STATED TASK -> Each entry below is to be duplicated verbatim.

GIVEN ENTRIES ->
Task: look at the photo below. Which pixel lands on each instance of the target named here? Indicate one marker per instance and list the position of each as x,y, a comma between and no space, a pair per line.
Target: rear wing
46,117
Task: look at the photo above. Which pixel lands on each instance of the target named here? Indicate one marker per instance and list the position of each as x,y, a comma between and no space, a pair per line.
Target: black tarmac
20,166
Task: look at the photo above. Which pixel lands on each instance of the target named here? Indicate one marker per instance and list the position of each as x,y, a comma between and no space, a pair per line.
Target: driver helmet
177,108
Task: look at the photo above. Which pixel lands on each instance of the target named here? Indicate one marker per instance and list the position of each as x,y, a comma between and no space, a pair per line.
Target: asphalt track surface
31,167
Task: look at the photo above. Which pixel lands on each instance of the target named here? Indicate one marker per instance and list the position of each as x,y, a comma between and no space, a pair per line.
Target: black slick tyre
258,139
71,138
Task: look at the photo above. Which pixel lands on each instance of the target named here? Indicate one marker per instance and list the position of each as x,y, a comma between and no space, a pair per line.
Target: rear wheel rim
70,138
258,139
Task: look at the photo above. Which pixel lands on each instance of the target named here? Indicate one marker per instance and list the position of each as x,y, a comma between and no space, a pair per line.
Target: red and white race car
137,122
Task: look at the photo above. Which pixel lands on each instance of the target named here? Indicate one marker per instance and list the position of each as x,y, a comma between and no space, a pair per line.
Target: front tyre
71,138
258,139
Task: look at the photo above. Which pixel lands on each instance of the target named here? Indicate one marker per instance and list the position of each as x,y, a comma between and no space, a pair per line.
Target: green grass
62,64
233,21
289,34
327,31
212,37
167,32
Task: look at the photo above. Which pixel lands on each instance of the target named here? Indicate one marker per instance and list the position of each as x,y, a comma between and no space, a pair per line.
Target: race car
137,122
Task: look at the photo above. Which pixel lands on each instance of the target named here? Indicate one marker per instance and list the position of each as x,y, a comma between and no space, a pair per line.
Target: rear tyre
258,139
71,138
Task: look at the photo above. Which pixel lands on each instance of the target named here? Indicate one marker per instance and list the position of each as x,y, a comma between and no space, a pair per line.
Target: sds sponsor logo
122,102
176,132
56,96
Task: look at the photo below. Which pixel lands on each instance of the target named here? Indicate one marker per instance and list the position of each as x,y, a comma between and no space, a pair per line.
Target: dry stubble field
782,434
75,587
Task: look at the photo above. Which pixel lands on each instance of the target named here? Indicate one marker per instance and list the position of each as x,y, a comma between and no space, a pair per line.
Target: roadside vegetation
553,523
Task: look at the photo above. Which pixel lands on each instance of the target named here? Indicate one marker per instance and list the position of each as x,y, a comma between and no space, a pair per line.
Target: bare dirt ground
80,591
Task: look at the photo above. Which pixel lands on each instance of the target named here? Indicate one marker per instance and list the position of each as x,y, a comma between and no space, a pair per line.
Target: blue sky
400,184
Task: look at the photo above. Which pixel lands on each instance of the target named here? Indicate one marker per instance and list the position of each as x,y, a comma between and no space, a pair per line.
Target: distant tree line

FULL ANSWER ->
Task: look at the photo below. Which pixel lands on each instance of the target named here? Indicate one marker per instance and list the position of each as x,y, a comma between and no space, a pair per line.
Target: rear wing
46,117
Task: look at the photo above. Which pixel lands on each instance of the target named here? Indicate one marker per instance and list the position of each as x,y, a comma between and no space, a pair per line.
Target: black tarmac
20,166
Task: look at the photo above. Which pixel lands on each instance of the target named here? Indicate one marker per instance and list the position of each as x,y, a comma between and no space, a pair per line.
Target: driver helmet
177,108
Task: look at the photo above. Which pixel lands on each instance of the target named here? Indicate one marker per instance and list the position of each as x,y, a comma between and no space, a pair per line.
Target: asphalt track surface
31,167
Task: look at the photo above. Which pixel lands on each instance of the target named here? Indicate one marker per instance and list the position of each as x,y, a comma between and no space, a pair per line.
Target: black slick tyre
258,139
71,138
Task: look at the photo above. Which pixel lands on each instance of the target named here? Indicate one marker per instance and list the position of each as x,y, a comma between and no space, a pair per line.
Target: rear wheel rim
70,138
258,139
Task: look at the photo above. Which pixel lands on each instance of the target named here? Indicate one marker per instance and list the position of each as x,y, a comma between and no space, a pair per line.
Target: red and white race car
137,122
Task: look at the photo above. Which pixel lands on each instance of the target named here? Indicate one marker per instance and list the position of each as x,y, a comma between and no space, a pair per line.
Target: front tyre
71,138
258,139
Task: look at the photo above. Which pixel lands on each instance of the target named here? Indicate one marker per instance and list the position of each as x,y, a comma between and no space, a pair per line.
Target: green grass
62,64
233,21
289,34
327,31
212,37
167,32
Task: look at the photo above. Which pixel lands on each instance of the target named here? Indicate one marker per instance and list the position of each as x,y, a comma between and no space, a pair per line.
Target: race car
137,122
Task: look at the photo above. Which pixel lands on each instance of the target named here? Indicate one marker per instance and list the position of each as x,y, a comma between and no space, a pair per line.
Target: rear tyre
258,139
71,138
Task: look at the photo above. Which pixel lands on each instance of the target named here? Indicate one marker per instance and list the position of each as x,y, a comma between and no space, a pair per line.
Target: sds sponsor logo
122,102
176,132
56,96
Task: look at the photo below. Which pixel lands on each instance of the target named here? Indicate one marker per instance and list the position of each as x,y, a comma between and no space, a pair per line.
Target: dry stubble field
782,434
75,587
Task: look at the photo above. Which pixel lands on each instance of the target named here? Indicate one marker per instance and list the position of each as x,y, a comma between and no space, a pair per line.
Target: roadside vegetation
553,523
Task: look at the photo above. Which pixel lands on each instance of the target named here? Indicate one marker per instance and list the position of each as x,y, a comma between and no space, a pair per line.
Target: bare dirt ground
80,591
Task: look at the photo above. Which pixel lands on each instance of the target named here? Indicate one marker per instance and list the position of each as x,y, a comma between and no space, a pair per line.
Target: blue sky
400,184
Task: look at the photo above. Which pixel lands on each instance of the target named here? Indicate one marker per instance and list the position of each as x,y, a comma between and no space, a pair per line.
Target: distant tree line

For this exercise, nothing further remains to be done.